* _Task directions_
In the records below, take the part that opens with the line containing "Can you find the blue baseball" and closes with the line containing "<point>475,543</point>", both lines included, and rewrite it as a JSON list of strings with one string per line and blank lines omitted.

— START OF Listed entries —

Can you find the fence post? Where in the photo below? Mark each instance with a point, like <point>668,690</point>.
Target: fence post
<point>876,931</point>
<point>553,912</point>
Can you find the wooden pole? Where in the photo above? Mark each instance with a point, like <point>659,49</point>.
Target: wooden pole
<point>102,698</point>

— END OF Listed entries —
— START OF Listed entries —

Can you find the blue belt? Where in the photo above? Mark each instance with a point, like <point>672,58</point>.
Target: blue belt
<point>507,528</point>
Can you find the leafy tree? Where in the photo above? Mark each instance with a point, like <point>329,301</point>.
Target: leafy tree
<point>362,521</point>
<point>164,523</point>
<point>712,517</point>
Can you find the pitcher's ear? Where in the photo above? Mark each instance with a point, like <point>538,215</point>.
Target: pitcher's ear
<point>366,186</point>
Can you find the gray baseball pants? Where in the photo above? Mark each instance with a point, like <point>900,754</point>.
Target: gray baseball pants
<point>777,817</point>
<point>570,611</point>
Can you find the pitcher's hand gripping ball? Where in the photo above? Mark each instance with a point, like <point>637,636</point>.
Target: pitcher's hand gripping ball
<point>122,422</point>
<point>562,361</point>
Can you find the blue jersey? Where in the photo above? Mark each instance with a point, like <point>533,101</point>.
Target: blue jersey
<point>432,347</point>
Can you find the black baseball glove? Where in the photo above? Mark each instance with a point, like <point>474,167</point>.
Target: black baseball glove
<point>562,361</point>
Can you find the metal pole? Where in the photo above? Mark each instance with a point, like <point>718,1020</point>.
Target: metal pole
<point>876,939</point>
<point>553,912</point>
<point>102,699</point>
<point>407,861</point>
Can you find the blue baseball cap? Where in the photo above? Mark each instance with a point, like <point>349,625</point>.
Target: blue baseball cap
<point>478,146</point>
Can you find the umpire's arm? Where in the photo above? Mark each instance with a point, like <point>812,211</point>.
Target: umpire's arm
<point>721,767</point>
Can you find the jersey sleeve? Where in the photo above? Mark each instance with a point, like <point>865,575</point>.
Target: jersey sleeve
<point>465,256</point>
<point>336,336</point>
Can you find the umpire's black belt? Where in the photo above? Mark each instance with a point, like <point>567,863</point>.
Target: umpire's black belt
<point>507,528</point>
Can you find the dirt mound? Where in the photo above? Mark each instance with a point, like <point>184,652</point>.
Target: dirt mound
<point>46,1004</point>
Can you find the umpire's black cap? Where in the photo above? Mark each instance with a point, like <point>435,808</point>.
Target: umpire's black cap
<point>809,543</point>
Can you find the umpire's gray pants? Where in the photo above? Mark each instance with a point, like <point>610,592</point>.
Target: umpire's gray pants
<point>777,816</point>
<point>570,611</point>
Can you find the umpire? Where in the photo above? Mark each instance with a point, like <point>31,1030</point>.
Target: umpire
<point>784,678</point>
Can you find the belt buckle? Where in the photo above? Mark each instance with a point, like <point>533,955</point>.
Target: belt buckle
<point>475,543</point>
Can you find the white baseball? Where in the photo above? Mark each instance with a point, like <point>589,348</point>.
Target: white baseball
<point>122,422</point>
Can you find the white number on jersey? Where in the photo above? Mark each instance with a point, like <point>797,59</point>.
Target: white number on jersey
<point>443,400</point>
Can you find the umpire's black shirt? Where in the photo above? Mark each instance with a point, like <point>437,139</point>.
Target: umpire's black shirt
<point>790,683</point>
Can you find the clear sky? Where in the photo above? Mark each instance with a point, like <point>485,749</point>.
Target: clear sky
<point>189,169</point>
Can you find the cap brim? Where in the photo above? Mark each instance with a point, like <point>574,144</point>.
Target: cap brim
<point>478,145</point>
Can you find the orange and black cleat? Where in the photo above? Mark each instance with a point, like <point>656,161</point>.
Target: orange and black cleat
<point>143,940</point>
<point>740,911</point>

— END OF Listed entries —

* _Solution to the problem_
[
  "Can you find the blue baseball cap? Where in the photo above? Mark each instance with a point, like <point>349,625</point>.",
  "Target: blue baseball cap",
  "<point>478,146</point>",
  "Can you find the umpire's arm? Where in the photo above? Mark each instance with a point, like <point>812,211</point>.",
  "Target: umpire's arm",
  "<point>721,767</point>",
  "Can you find the jersey sleeve? Where in the photo above? Mark each instance with a point, like <point>865,575</point>.",
  "Target: jersey sleeve",
  "<point>465,256</point>",
  "<point>336,336</point>",
  "Can you find the umpire's black belt? Where in the photo above? Mark each instance with a point, like <point>567,863</point>.",
  "Target: umpire's black belt",
  "<point>507,528</point>",
  "Can you find the dirt mound? Where in the photo above? Mark each instance with a point, like <point>184,652</point>.",
  "Target: dirt mound",
  "<point>46,1004</point>",
  "Can you find the umpire's black cap? Where in the photo above? Mark each instance with a point, like <point>435,808</point>.",
  "Target: umpire's black cap",
  "<point>809,543</point>",
  "Can you find the umpire's gray pants? Where in the photo above? Mark each instance with a point, like <point>610,592</point>.",
  "Target: umpire's gray pants",
  "<point>777,816</point>",
  "<point>570,611</point>",
  "Can you find the umpire? Where in the photo above? Mark each instance with a point, like <point>31,1030</point>.",
  "Target: umpire",
  "<point>784,678</point>",
  "Can you find the belt buckle? Where in the photo above? Mark each instance with a point, like <point>533,955</point>.",
  "Target: belt buckle",
  "<point>475,543</point>"
]